-------- DATA TO USE

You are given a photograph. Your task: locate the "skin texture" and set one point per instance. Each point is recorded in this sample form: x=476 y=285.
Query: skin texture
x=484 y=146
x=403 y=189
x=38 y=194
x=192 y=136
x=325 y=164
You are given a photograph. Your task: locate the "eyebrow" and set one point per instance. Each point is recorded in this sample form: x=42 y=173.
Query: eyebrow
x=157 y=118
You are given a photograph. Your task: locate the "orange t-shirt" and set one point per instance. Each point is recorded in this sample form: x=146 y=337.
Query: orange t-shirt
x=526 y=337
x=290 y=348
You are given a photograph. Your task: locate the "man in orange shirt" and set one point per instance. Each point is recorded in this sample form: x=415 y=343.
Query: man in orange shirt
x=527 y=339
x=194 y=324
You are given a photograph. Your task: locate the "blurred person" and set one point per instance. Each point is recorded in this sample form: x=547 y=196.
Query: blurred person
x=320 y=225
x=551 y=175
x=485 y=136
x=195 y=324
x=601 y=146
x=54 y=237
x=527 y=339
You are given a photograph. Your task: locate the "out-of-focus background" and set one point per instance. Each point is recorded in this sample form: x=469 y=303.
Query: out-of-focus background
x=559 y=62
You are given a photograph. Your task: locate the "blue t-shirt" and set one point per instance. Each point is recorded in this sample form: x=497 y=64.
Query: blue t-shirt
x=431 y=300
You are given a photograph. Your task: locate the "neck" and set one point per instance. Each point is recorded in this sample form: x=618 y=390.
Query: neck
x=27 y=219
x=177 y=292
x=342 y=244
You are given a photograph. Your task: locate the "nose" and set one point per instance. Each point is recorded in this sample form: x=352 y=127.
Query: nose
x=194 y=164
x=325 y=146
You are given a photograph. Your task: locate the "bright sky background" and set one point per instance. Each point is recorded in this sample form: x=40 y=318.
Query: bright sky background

----------------

## EXERCISE AIM
Copy all of the rows above word for word, keeping their order and wording unchanged.

## SOLVED PROBLEM
You are given a photograph. Your task: locate the "skin texture" and set one point per instance. Each point is recorded in this sample form: x=476 y=285.
Query: skin texture
x=484 y=146
x=403 y=189
x=38 y=194
x=192 y=136
x=325 y=164
You are given a photograph. Your task: locate the "eyebrow" and set one point per instance. Each point is recorded in this sample form: x=42 y=173.
Query: eyebrow
x=157 y=118
You are given a photograph. Your task: locate the "orange t-shirt" and set one point per instance. Each point is recorded in this sample form: x=146 y=337.
Query: orange t-shirt
x=526 y=337
x=290 y=348
You are given a photograph. Your task: locate the "man in orange shirt" and set one point per instance. Each point is recorded in this sample form: x=415 y=343.
Query: man in orange shirt
x=527 y=339
x=194 y=324
You are given a photograph. Your task: locate the "blurred person" and set one point per instance. Each point is recorded in this sample form: x=547 y=196.
Query: blurred person
x=320 y=225
x=551 y=175
x=485 y=136
x=195 y=324
x=601 y=146
x=54 y=237
x=527 y=339
You are given a photograph. Your task: locate the "out-of-focus background" and set one point per instance. Each point is recorded in this sample form: x=469 y=303.
Query: out-of-focus background
x=559 y=62
You are given a photograph. Your task: locate the "blue t-shirt" and set one point per instance. Each point is recorded in this sample form: x=497 y=64.
Query: blue t-shirt
x=431 y=300
You are given a photograph. Your task: locate the "neck" and set one point per instance. Each point is recorded in this sample form: x=618 y=390.
Query: neck
x=27 y=219
x=177 y=292
x=342 y=244
You are given a photograph. Your task: locate the "nose" and set one point per instance. Each point is recorded in this sample form: x=352 y=127.
Query: nose
x=194 y=164
x=325 y=146
You are given a photograph. Your task: locate the "bright sky background" and set one point per instance. Each point is recorded in this sample form: x=40 y=318.
Query: bright sky background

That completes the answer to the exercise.